• [Exercícios a realizar]:
1: Indique se cada uma das afirmações seguintes está de acordo com o texto sobre jornalistas da banda desenhada, respondendo sim ou não e citando as palavras do texto que o determinam: (a) a heroína Brenda Starr estreou nos jornais norte-americanos em 1940; (b) Ric Hochet foi criado por Hergé; (c) Ernie Pike é um correspondente de guerra.
2: Substitua "western" por "faroeste" no trecho do texto sobre jornalistas da banda desenhada que começa com as palavras "Entre aqueles cuja" e termina com "assim lhes imprime.", e apresente esse trecho com a alteração feita.

• [Excerto fornecido]:
^^^^^^^^

No passado dia 2, foi publicada a derradeira tira diária de Brenda Starr. Estreada nos jornais norte-americanos a 30 de Junho de 1940, a heroína criada por Dale Messick foi uma das primeiras da extensa linhagem de jornalistas dos quadradinhos.
Curiosa-mente – ou talvez não – os heróis de papel raramente são reconhecidos pelo que fazem na sua profissão. Tintin, o mais antigo (?) e o mais famoso jornalista europeu da BD, é conhecido como “o repórter que nunca escreveu uma linha”; o que não deixa de ser falso, pois o herói criado por Hergé em 1929, produziu uma – única mas - volumosa reportagem nas páginas iniciais da sua primeira aventura “No país dos Sovietes”, embora os seus eventuais escritos sobre a estadia em África tenham sido avidamente disputados. Do outro lado do oceano, dois dos mais famosos, o repórter Clark Kent e o fotógrafo Peter Parker, usam-na apenas como fachada para esconder a sua identidade de super-herói, respectivamente, Super-Homem e Homem-Aranha. O que não impede que parte da acção das suas histórias decorra na redacção dos respectivos jornais – Daily Planet e Daily Bugle - e que, no primeiro caso, Jimmy Olsen e Lois Lane, vivam mesmo aventuras a solo. Esta última, receberia mesmo um prémio Pulitzer no filme Superman Returns (2006). Tal como aconteceu em 1992, na vida real, com “Maus”, de Art Spigelman, uma obra biográfica sobre a vida do seu pai no campo de concentração de Auschewitz. Mas esta temática – a BD reportagem, ficará para outra vez, pois levar-nos-ia para longe do tema actual.
A constatação atrás expressa só vem reforçar que a escolha da profissão de jornalista pelos autores serve, antes de tudo, como fácil mas credível justificação às constantes deslocações dos protagonistas para os locais onde tudo acontece e também para acederem à informação com maior facilidade. É o que se passa com outra personagem de topo da escola franco-belga, o jornalista-detective Ric Hochet, criado em 1955 por Duchateu e Tibet, que entre perse-guições emotivas, a descoberta de intrincados mistérios e o espatifar do seu chamativo Porsche amarelo tem ainda tempo para escrever no jornal La Rafale. Igualmente membro de uma redacção, Fantásio, alterna o seu quotidiano entre as grandes reportagens e a vida na redacção da revista que tem o nome do seu companheiro Spirou, onde sofre e se exaspera com as partidas e disparates de Gaston Lagaffe, a incontornável criação de Franquin.
Entre aqueles cuja relação com a profissão é mais forte, conta-se Ernie Pike, correspondente de guerra da autoria de Oesterheld e Hugo Pratt, em 1957, que percorreu as principais frentes da II Guerra Mundial, testemunhando de forma crua e realista os seus dramas, horrores e feitos heróicos. Muito importante, embora não seja o protagonista, é o papel do jornalista Willy Richards (vulgo Poe dada à sua semelhança física com o célebre escritor), no western Bonelli Mágico Vento (mensalmente distribuído nos quiosques nacionais), pela forma como se move nos meios governamentais onde obtém informações cruciais para as narrativas e pela contextualização histórica que o seu criador, Manfredi, assim lhes imprime.

^^^^^^^^

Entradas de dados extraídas
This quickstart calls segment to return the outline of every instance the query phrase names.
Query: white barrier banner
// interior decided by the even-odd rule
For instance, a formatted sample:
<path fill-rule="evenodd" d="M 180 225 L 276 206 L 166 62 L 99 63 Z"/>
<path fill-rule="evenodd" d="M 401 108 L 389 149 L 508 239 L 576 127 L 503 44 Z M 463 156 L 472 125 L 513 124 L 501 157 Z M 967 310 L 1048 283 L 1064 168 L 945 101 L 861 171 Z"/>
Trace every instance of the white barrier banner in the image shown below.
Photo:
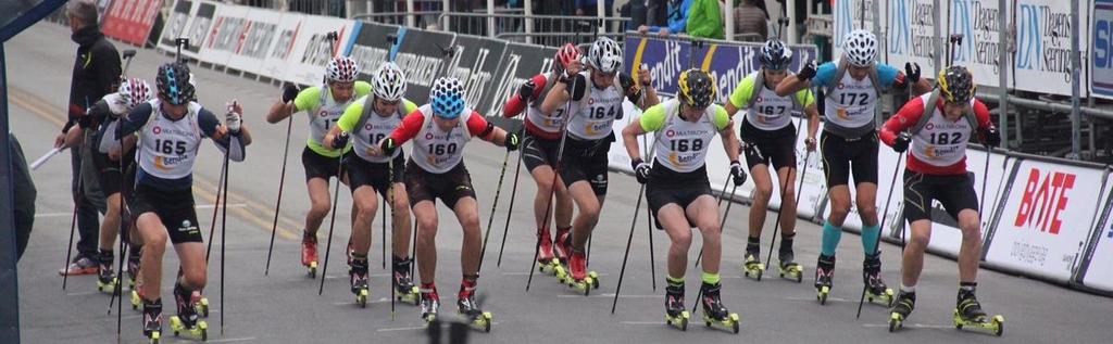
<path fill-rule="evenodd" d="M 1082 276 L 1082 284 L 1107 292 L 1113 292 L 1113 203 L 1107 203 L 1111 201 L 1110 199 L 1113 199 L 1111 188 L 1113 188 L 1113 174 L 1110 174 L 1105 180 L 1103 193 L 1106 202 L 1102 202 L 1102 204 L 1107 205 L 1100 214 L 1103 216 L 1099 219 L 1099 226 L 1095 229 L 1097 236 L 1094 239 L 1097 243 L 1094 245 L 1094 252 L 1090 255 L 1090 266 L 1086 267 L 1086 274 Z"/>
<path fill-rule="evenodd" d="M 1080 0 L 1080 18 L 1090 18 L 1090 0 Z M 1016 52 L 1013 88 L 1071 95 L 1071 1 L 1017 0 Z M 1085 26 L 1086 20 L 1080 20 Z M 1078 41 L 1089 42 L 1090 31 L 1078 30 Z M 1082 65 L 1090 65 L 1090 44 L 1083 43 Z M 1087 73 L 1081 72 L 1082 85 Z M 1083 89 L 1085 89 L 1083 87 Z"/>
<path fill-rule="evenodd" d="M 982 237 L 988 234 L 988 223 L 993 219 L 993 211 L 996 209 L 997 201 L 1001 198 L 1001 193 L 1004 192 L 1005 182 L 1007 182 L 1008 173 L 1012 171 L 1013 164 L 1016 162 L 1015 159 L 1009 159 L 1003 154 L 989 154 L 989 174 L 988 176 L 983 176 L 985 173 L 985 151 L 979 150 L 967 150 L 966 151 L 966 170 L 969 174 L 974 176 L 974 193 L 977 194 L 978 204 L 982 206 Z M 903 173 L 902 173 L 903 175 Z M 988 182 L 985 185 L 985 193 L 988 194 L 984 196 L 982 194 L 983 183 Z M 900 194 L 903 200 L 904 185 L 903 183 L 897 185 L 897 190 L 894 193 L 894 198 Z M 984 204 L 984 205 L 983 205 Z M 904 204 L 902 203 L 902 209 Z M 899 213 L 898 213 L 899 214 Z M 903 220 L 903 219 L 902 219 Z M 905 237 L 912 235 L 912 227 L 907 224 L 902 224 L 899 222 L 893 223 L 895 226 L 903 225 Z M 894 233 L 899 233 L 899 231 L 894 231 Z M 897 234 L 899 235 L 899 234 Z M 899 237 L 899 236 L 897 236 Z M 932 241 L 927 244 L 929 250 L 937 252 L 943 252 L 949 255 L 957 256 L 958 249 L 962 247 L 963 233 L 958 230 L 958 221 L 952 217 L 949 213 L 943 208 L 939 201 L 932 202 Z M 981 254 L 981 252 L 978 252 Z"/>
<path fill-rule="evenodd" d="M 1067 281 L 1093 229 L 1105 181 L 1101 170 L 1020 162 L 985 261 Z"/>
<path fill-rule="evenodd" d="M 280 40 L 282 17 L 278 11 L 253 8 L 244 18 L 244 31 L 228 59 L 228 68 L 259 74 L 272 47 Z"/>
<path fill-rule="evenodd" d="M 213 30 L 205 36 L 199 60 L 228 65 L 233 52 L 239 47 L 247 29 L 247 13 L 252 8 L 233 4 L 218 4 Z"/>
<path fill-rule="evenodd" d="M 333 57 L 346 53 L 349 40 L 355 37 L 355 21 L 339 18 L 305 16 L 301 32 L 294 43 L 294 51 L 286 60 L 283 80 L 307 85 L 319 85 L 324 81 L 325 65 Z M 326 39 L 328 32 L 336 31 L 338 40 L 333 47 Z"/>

^^^^^^^^

• [As respostas]:
1:
(a) Sim: "Estreada nos jornais norte-americanos a 30 de Junho de 1940".
(b) Não: "criado em 1955 por Duchateu e Tibet".
(c) Sim: "Ernie Pike, correspondente de guerra da autoria de Oesterheld e Hugo Pratt".

2:
Entre aqueles cuja relação com a profissão é mais forte, conta-se Ernie Pike, correspondente de guerra da autoria de Oesterheld e Hugo Pratt, em 1957, que percorreu as principais frentes da II Guerra Mundial, testemunhando de forma crua e realista os seus dramas, horrores e feitos heróicos. Muito importante, embora não seja o protagonista, é o papel do jornalista Willy Richards (vulgo Poe dada à sua semelhança física com o célebre escritor), no faroeste Bonelli Mágico Vento (mensalmente distribuído nos quiosques nacionais), pela forma como se move nos meios governamentais onde obtém informações cruciais para as narrativas e pela contextualização histórica que o seu criador, Manfredi, assim lhes imprime.